INPUT DATA:

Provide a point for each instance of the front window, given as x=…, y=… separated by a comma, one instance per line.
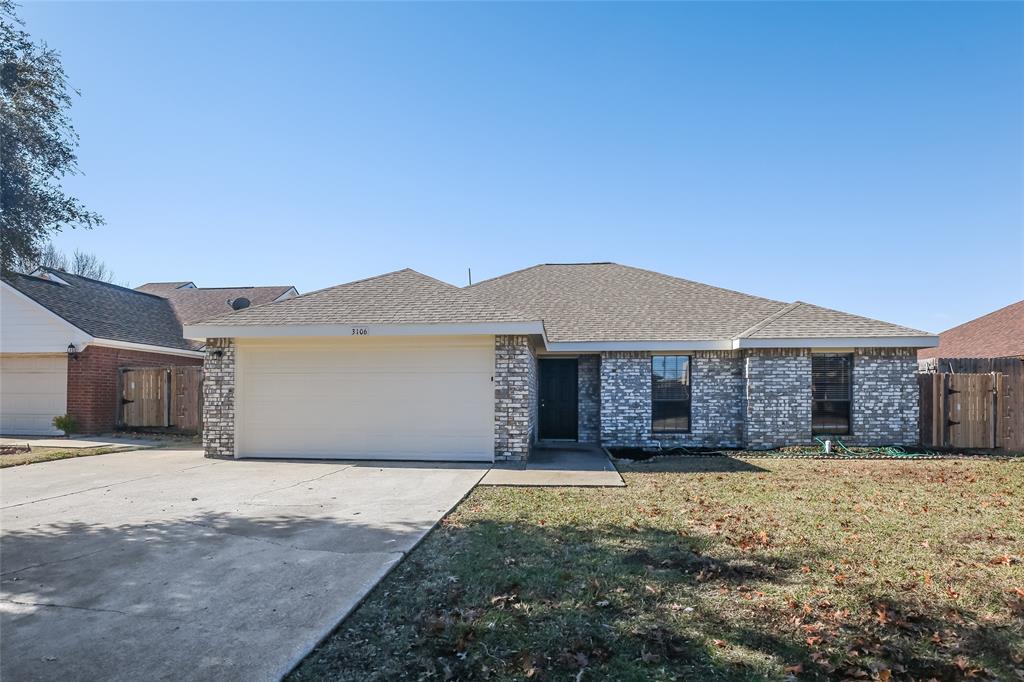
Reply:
x=670, y=392
x=830, y=392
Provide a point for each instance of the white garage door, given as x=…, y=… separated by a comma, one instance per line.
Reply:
x=384, y=397
x=33, y=391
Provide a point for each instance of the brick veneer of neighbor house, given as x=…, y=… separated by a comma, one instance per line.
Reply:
x=589, y=382
x=92, y=382
x=515, y=397
x=218, y=398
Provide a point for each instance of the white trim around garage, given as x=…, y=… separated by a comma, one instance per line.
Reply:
x=203, y=332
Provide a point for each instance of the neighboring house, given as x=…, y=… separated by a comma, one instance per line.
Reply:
x=403, y=366
x=62, y=340
x=66, y=338
x=192, y=303
x=997, y=335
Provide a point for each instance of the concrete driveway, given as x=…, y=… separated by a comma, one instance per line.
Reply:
x=162, y=564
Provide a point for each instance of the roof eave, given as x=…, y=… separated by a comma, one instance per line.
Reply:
x=925, y=341
x=215, y=331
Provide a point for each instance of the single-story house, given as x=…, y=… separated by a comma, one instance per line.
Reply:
x=996, y=335
x=402, y=366
x=64, y=339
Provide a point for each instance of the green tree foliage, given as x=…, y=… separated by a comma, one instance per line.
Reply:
x=37, y=145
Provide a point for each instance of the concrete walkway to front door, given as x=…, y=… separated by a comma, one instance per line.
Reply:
x=551, y=465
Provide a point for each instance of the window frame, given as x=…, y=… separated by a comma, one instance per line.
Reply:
x=688, y=400
x=849, y=398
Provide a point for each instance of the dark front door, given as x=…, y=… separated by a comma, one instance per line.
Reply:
x=559, y=398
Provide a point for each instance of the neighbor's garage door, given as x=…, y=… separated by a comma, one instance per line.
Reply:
x=33, y=391
x=384, y=397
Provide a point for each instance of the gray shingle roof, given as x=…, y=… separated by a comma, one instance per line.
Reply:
x=611, y=302
x=161, y=288
x=801, y=320
x=404, y=297
x=194, y=304
x=578, y=302
x=105, y=310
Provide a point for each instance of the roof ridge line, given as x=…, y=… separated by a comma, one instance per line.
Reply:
x=344, y=284
x=784, y=310
x=99, y=282
x=499, y=276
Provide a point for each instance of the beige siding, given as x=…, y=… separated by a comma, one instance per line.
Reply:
x=26, y=327
x=383, y=397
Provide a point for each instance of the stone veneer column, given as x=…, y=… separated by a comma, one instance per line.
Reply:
x=777, y=400
x=589, y=380
x=218, y=398
x=885, y=397
x=515, y=397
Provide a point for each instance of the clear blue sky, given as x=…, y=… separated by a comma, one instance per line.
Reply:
x=866, y=157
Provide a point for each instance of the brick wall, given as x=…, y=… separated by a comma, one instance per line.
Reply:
x=777, y=398
x=626, y=398
x=92, y=382
x=885, y=397
x=716, y=408
x=589, y=380
x=218, y=398
x=515, y=397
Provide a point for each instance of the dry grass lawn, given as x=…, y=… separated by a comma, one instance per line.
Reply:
x=711, y=568
x=37, y=455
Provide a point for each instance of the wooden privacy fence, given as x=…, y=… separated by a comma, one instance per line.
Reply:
x=983, y=411
x=165, y=397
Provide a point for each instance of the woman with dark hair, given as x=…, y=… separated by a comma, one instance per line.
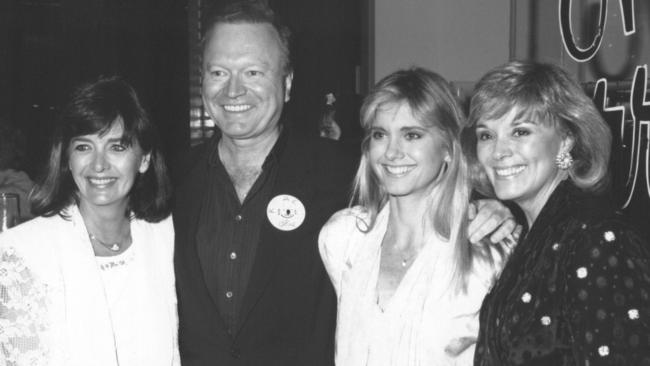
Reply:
x=575, y=290
x=408, y=283
x=90, y=281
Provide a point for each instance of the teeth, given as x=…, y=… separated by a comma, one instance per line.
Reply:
x=398, y=170
x=100, y=181
x=237, y=107
x=505, y=172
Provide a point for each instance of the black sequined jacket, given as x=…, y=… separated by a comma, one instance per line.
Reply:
x=574, y=292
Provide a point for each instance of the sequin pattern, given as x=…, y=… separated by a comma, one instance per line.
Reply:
x=575, y=292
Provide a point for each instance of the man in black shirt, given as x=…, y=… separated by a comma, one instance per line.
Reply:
x=251, y=287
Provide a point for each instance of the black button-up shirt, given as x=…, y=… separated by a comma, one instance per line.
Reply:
x=233, y=231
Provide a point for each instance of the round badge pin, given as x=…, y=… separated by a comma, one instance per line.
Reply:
x=285, y=212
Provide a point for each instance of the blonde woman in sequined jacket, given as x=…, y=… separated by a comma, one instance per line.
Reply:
x=575, y=290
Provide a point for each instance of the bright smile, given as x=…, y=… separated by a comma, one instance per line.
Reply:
x=101, y=182
x=510, y=171
x=398, y=170
x=237, y=108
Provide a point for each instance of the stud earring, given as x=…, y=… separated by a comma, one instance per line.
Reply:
x=564, y=160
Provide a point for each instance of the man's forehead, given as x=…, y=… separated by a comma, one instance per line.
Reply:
x=240, y=30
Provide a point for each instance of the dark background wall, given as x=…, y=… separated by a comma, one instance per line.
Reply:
x=50, y=46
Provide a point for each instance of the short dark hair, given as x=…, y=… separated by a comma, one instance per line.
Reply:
x=548, y=94
x=93, y=109
x=251, y=12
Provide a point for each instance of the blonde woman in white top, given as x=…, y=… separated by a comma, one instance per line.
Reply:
x=409, y=284
x=91, y=281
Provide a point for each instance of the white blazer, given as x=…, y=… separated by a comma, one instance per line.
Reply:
x=424, y=323
x=56, y=294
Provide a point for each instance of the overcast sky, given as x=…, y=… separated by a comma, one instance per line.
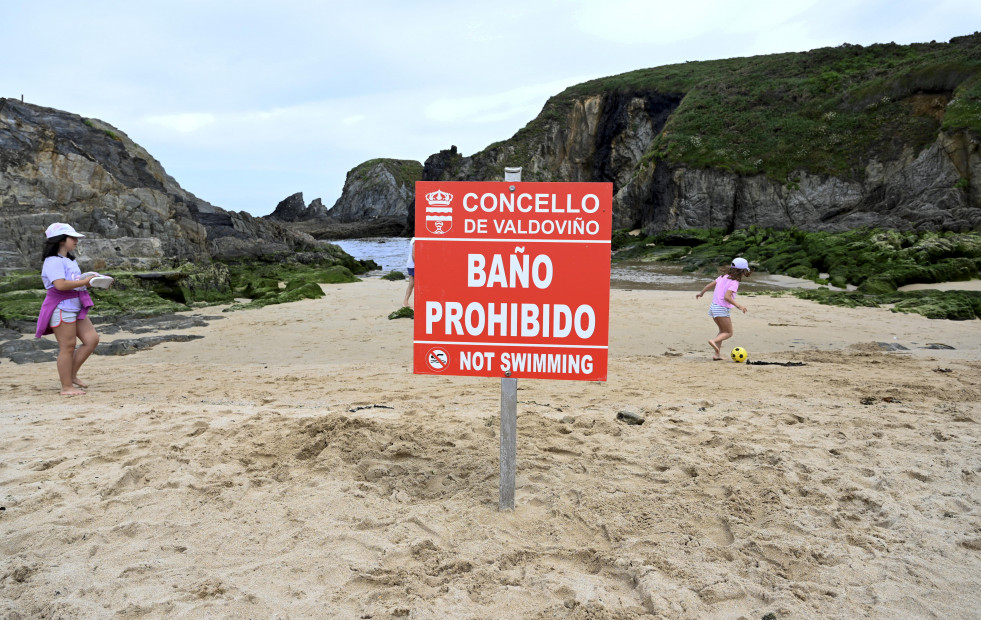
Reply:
x=247, y=102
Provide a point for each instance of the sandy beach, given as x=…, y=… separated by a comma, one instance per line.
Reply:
x=290, y=465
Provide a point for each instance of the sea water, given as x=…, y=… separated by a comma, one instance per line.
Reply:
x=391, y=252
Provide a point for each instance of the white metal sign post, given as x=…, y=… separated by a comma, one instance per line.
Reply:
x=509, y=417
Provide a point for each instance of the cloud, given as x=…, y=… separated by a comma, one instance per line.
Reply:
x=182, y=123
x=519, y=104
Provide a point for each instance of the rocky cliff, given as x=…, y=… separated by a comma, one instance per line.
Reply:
x=831, y=139
x=293, y=209
x=58, y=166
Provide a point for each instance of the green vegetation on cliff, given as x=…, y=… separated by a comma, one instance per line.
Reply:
x=826, y=111
x=405, y=171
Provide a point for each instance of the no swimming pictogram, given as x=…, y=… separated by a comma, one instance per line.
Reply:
x=438, y=359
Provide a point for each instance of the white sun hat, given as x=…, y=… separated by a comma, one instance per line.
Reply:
x=60, y=228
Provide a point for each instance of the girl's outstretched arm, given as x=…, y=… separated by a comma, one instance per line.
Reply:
x=707, y=287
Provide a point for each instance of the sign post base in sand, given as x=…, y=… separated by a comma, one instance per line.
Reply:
x=516, y=285
x=509, y=417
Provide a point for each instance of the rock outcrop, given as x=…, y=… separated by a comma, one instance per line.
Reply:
x=605, y=138
x=293, y=209
x=377, y=198
x=58, y=166
x=379, y=188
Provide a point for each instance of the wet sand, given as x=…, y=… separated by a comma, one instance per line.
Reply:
x=289, y=465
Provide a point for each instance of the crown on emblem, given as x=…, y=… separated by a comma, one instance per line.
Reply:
x=439, y=198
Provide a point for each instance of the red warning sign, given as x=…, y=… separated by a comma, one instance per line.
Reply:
x=512, y=279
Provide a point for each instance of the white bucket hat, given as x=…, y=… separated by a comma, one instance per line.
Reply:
x=60, y=228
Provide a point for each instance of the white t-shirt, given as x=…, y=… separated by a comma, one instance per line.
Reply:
x=62, y=268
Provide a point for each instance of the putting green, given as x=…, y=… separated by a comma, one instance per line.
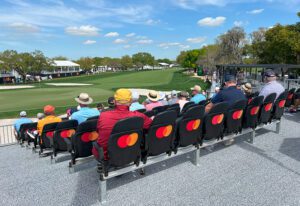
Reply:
x=103, y=86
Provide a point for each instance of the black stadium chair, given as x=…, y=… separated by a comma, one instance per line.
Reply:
x=46, y=136
x=189, y=127
x=266, y=109
x=62, y=136
x=92, y=118
x=160, y=135
x=214, y=122
x=252, y=112
x=290, y=97
x=124, y=145
x=278, y=108
x=24, y=128
x=82, y=140
x=234, y=117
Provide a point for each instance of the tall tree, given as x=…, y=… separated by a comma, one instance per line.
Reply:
x=143, y=58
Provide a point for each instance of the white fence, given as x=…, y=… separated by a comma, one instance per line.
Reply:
x=7, y=136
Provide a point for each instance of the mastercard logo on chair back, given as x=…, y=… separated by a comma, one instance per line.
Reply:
x=268, y=107
x=254, y=110
x=193, y=125
x=217, y=119
x=281, y=103
x=237, y=114
x=89, y=136
x=127, y=140
x=67, y=133
x=164, y=131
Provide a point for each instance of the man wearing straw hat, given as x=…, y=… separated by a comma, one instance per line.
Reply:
x=85, y=112
x=107, y=120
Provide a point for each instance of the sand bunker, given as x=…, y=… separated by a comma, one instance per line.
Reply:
x=15, y=87
x=67, y=84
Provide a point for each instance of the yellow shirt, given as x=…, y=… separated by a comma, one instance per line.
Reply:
x=47, y=120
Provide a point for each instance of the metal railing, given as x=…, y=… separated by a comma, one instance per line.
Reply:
x=7, y=136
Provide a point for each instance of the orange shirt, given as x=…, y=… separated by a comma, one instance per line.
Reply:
x=47, y=120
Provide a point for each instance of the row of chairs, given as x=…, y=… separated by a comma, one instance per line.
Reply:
x=170, y=129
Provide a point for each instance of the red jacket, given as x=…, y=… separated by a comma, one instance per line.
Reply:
x=107, y=121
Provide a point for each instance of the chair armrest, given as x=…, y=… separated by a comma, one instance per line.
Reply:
x=100, y=151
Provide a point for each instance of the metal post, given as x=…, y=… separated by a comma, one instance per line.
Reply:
x=278, y=125
x=102, y=191
x=196, y=158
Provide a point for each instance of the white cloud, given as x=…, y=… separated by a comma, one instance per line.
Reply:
x=24, y=27
x=120, y=41
x=89, y=42
x=145, y=41
x=210, y=21
x=199, y=39
x=130, y=35
x=112, y=34
x=85, y=30
x=255, y=11
x=152, y=22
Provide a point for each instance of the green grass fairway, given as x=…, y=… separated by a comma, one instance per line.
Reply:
x=33, y=100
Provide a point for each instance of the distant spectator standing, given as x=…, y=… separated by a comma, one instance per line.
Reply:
x=135, y=105
x=85, y=112
x=153, y=98
x=50, y=117
x=183, y=96
x=197, y=96
x=22, y=120
x=174, y=98
x=271, y=86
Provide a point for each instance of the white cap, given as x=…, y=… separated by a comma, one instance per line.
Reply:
x=23, y=114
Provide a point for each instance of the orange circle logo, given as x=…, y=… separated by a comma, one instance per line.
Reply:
x=217, y=119
x=254, y=111
x=164, y=131
x=237, y=114
x=89, y=136
x=127, y=140
x=193, y=125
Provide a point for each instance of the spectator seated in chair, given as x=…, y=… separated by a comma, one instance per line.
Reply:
x=85, y=112
x=22, y=120
x=108, y=119
x=50, y=117
x=135, y=102
x=271, y=86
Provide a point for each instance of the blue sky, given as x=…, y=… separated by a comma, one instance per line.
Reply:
x=76, y=28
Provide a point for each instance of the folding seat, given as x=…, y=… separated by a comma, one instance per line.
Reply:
x=252, y=112
x=141, y=110
x=189, y=127
x=46, y=136
x=266, y=109
x=187, y=106
x=290, y=97
x=234, y=117
x=160, y=136
x=82, y=140
x=214, y=122
x=278, y=108
x=62, y=136
x=124, y=145
x=27, y=127
x=91, y=118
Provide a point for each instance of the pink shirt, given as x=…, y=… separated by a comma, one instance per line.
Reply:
x=151, y=105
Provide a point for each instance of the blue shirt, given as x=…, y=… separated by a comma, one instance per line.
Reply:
x=21, y=121
x=229, y=95
x=198, y=98
x=84, y=113
x=136, y=106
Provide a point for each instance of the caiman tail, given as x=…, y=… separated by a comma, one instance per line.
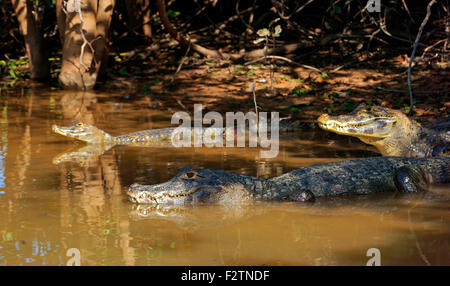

WHAT THE TASK ASKS:
Extract each line from the items above that contains the string "black".

RESULT FOR THIS TASK:
Provide a point for each instance of the black sequined jacket, given as x=…, y=… separated by a comma, one instance per line.
Provide a point for each instance of the man in black shirt, given as x=…, y=… separated by a comma, one instance per line.
Provide a point for each instance of the black button-up shirt, given as x=…, y=… separated by a comma, one instance per line.
Provide a point for each instance of the black stadium chair, given as x=…, y=… separated by a comma, one instance per line.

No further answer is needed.